(Stored data entries)
------------------------------

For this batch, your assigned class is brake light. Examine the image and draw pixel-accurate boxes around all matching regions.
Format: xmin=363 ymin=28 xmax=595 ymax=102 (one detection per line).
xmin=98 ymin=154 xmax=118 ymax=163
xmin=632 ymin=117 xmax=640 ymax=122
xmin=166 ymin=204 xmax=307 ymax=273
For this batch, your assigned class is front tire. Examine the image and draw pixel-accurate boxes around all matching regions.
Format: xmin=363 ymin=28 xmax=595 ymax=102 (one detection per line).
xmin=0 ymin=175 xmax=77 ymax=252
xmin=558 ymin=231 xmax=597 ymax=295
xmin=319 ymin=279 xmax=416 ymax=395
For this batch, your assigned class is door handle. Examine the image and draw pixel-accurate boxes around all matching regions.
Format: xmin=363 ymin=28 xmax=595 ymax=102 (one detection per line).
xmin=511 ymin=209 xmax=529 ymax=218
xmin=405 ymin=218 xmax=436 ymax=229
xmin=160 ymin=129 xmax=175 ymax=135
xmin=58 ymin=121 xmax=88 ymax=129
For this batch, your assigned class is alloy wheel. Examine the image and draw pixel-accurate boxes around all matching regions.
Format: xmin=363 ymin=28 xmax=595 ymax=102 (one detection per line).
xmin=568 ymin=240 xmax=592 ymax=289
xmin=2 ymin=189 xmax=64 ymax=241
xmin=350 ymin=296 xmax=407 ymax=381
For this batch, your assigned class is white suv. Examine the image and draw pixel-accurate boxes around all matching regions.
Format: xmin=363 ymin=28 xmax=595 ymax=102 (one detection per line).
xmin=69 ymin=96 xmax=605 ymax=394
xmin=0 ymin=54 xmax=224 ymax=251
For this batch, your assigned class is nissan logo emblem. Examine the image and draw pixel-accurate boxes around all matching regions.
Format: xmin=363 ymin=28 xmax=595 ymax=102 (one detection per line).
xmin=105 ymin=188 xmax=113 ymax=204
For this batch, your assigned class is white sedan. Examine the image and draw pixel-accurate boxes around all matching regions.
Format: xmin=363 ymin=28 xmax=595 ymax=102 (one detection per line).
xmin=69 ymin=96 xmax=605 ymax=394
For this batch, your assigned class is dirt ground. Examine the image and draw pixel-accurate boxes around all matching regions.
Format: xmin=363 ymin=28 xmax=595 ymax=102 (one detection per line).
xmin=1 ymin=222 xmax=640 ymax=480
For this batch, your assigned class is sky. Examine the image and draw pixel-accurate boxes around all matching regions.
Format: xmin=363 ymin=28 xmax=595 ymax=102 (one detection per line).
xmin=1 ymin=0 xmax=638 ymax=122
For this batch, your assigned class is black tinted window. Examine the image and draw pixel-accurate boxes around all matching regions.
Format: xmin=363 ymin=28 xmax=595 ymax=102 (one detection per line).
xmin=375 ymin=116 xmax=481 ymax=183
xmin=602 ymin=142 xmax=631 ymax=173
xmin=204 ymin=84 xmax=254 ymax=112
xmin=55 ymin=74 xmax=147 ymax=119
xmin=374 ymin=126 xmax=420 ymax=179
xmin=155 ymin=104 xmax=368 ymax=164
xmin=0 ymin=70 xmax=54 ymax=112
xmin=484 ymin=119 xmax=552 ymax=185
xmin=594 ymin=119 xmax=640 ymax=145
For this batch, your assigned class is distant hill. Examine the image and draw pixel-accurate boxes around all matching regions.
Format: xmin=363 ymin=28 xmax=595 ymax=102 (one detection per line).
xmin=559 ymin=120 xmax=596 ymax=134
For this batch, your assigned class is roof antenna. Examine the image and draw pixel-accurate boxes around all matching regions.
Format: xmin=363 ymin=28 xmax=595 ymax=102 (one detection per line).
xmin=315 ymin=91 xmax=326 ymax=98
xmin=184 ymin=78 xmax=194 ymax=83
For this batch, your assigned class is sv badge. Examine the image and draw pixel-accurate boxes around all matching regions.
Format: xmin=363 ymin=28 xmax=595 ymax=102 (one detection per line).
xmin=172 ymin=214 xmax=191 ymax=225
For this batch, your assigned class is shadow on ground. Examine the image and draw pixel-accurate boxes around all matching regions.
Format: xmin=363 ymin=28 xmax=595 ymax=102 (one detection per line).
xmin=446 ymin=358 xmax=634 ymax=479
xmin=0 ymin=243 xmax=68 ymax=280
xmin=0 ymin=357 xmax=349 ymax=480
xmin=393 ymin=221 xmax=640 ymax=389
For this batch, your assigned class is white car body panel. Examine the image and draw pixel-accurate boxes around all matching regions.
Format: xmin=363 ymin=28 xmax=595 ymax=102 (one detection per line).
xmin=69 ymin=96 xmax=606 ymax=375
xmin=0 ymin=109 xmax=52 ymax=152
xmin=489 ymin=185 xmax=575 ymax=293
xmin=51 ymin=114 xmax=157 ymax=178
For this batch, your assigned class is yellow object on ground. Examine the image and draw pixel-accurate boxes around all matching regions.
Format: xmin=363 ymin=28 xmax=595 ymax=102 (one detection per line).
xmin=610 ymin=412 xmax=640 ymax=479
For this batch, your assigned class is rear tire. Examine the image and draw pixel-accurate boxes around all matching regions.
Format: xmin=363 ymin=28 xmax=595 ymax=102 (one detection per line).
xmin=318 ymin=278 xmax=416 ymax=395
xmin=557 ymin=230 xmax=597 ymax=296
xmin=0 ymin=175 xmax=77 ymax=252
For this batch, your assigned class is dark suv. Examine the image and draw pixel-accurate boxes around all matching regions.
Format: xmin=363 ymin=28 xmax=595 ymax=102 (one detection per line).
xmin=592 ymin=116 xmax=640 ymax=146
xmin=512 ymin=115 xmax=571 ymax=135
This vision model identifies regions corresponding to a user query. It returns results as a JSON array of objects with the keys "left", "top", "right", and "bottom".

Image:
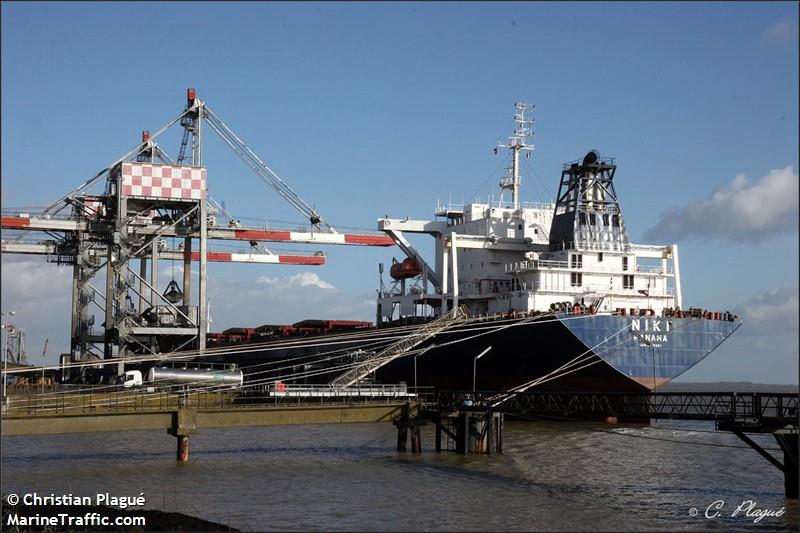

------------------------------

◆ What you will do: After identifying the lines above that contain "tire", copy each one.

◆ Reply:
For this batch, your assigned class is front tire. Examine the image and draw pixel-accurate boxes around all matching regions.
For this batch, your assigned class is rear tire. Examine the image and draw pixel-accurate boxes around all matching regions.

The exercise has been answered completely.